Extract to read -
Overview

In this document we are analysing Tooth Growth data present in R package ‘Datasets’.

ToothGrowth data contains response of Tooth Growth in each of the 10 Guinea Pigs at each of three dose levels of Vitamin C (0.5, 1, and 2 mg) with each of two delivery methods (orange juice or ascorbic acid).

We will be analysing Tooth Growth and will compare the effect of Supplement by various dose levels.

For multiple comparisons we will also normalize our ‘p-values’ to avoid Type-1 error.

Summary

Loading the data

##Loading Required Libraries
require(datasets)
require(ggplot2)
require(dplyr)
require(magrittr)
require(knitr)
tgdata<-ToothGrowth

##Converting 'Dose' to factor as they are only three dose types
tgdata$dose<-as.factor(ToothGrowth$dose)

Summary

Here we can see the basic summary of the data.

summary(tgdata)

##       len        supp     dose   
##  Min.   : 4.20   OJ:30   0.5:20  
##  1st Qu.:13.07   VC:30   1  :20  
##  Median :19.25           2  :20  
##  Mean   :18.81                   
##  3rd Qu.:25.27                   
##  Max.   :33.90

Plot

Let’s also visualise the data using plotting

ggplot(tgdata,aes(x=dose,y=len,group=supp,color=supp))+
geom_line(stat="summary_bin",fun.y="mean")+geom_point()+
labs(x="Dose",y="Length",color="Supplement",title="Tooth Growth By Dose and Supplement")

Directives -
**1)** Return the ToothGrowth analysis word for word, from "require(dplyr)" up to and including "tgdata$dose<-as.factor(ToothGrowth$dose)".
**2)** Write the next part of the ToothGrowth analysis, starting right after its plotting code.

Provided material -
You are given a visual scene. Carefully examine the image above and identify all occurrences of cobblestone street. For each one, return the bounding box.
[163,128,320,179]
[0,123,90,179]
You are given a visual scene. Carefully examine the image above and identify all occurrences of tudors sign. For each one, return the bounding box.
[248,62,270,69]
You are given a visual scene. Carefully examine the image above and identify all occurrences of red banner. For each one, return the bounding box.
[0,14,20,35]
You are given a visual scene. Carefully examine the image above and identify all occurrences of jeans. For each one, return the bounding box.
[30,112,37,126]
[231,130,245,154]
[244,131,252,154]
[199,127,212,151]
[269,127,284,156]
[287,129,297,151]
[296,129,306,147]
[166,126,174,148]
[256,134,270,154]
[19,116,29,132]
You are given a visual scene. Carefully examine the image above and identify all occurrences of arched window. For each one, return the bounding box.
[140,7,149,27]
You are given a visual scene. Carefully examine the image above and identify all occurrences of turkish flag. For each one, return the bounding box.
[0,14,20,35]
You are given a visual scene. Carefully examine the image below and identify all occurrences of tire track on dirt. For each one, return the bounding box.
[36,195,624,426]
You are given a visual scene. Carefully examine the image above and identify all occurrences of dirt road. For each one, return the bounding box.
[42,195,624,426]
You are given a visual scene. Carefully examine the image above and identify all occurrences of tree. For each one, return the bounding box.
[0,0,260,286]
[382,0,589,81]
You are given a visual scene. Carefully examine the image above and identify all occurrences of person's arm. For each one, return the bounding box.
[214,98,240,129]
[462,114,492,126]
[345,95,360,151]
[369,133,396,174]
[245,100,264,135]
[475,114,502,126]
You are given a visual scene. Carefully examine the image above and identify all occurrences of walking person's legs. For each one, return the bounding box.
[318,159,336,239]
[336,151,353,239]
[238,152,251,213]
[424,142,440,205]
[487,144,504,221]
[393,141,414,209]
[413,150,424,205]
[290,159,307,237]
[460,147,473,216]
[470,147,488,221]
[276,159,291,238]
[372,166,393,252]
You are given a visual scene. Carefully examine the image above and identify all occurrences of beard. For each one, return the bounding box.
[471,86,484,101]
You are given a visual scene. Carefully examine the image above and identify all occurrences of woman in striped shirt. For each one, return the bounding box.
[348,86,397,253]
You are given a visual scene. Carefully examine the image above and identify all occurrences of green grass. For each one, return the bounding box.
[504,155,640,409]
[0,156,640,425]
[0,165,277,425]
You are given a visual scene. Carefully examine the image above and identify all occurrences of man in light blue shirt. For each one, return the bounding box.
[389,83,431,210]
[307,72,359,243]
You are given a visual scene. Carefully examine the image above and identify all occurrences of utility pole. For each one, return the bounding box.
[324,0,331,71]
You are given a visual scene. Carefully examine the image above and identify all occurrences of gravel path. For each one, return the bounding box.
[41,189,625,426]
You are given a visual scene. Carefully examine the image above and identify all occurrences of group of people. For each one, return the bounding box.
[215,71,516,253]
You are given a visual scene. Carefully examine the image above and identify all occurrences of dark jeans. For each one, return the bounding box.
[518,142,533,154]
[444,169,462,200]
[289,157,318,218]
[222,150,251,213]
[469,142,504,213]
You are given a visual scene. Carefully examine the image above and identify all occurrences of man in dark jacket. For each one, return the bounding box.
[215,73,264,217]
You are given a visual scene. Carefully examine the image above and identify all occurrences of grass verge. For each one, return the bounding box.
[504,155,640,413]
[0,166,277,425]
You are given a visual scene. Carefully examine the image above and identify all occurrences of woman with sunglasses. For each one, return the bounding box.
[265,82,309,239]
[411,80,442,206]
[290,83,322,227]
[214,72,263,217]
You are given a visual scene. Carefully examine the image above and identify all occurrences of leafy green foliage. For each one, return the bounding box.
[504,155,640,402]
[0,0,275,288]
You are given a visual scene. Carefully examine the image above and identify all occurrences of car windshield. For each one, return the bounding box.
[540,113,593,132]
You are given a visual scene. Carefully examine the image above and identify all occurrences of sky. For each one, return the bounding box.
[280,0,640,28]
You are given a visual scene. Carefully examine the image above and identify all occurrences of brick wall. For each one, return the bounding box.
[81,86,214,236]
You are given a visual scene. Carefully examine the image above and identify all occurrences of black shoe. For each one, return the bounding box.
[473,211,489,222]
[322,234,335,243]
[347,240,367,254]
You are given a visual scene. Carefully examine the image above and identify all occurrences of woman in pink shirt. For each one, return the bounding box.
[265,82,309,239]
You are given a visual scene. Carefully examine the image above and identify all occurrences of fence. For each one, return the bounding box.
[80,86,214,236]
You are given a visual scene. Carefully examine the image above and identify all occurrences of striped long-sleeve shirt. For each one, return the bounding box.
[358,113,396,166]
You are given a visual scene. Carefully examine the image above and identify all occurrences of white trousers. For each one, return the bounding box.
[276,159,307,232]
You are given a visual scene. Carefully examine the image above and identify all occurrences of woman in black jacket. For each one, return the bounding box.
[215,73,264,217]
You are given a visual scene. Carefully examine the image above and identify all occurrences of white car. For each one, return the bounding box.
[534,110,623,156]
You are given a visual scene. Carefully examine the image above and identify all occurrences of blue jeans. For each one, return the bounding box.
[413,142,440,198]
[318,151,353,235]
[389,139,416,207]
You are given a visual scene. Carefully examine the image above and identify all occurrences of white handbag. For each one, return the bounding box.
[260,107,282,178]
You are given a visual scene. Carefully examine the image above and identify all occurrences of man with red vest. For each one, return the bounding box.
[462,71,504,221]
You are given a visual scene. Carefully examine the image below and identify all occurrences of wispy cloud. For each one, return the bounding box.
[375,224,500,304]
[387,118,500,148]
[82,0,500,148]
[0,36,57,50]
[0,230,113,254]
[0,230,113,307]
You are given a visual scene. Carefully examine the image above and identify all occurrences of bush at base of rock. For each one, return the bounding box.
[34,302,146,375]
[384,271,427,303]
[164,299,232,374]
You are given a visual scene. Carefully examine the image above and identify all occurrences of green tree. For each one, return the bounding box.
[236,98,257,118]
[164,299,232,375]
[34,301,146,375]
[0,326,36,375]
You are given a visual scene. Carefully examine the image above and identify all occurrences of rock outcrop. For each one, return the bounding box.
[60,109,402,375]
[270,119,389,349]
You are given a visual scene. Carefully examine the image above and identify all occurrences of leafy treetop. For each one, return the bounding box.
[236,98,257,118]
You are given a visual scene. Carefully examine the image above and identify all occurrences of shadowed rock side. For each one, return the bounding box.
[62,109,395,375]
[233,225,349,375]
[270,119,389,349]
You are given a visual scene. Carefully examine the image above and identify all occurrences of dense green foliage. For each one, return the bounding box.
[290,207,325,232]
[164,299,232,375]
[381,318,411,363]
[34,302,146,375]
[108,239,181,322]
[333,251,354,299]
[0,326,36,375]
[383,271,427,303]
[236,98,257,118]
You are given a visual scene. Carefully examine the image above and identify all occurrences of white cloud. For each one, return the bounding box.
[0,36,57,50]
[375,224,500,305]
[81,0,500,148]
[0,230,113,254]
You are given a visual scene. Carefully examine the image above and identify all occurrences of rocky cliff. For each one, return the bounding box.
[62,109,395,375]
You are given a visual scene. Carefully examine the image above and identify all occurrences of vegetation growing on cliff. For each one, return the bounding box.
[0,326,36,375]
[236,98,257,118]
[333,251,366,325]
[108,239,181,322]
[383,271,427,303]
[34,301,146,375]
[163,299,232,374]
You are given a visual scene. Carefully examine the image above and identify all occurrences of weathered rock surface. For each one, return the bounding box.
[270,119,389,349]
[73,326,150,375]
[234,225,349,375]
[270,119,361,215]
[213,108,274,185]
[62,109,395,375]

Answers in order -
**1)**
require(dplyr)
require(magrittr)
require(knitr)
tgdata<-ToothGrowth

##Converting 'Dose' to factor as they are only three dose types
tgdata$dose<-as.factor(ToothGrowth$dose)

**2)**
Assumptions

We can see that the no of observations per ‘Supplement’ type is very less i.e. 30. Hence we will be using ‘T-Statistics’ for our hypothetical testing and confidence interval calculation.
We are assuming that the data across different subsets of dose levels have un-equal variances and will be using the same using t-test.
We can see that the no of observations per ‘Supplement’ type is very less i.e. 30. Which means per dose levels it will be even fewer. Hence we will be using ‘T-Statistics’ for our hypothetical testing and confidence interval calculation.
Level of Significance will be taken as 5% and also ‘Benjamini Hochberg’ method has been applied further to adjust the p-values because of multiple comparisons.

Inferential Analysis

Here we will be comparing effect of supplement type (supp) on Length (len) For Each Dose Levels (dose)

Here we can see that two supplement types are available.
Each Supplement Type was given for all the three dose levels.
Hence for each Dose Levels we can compare the effect of both the supplement types on Tooth Growth.

Sub-setting of data

In this section we will create our subsets of data on the basis of Dose Levels so that individual ‘t.tests’ can be calculated on them.

We start by creating two groups for two supplement types and sub-setting only the data for dose level ‘0.5 mg’,‘1 mg’ and ‘2mg’ respectively

#Sub-setting 0.5 mg dose level data
halfmg<-tgdata[tgdata$dose==0.5,]
halfmg_summ<-data.frame(halfmg %>% group_by(supp) %>% summarise(mean=mean(len),sd=sd(len)))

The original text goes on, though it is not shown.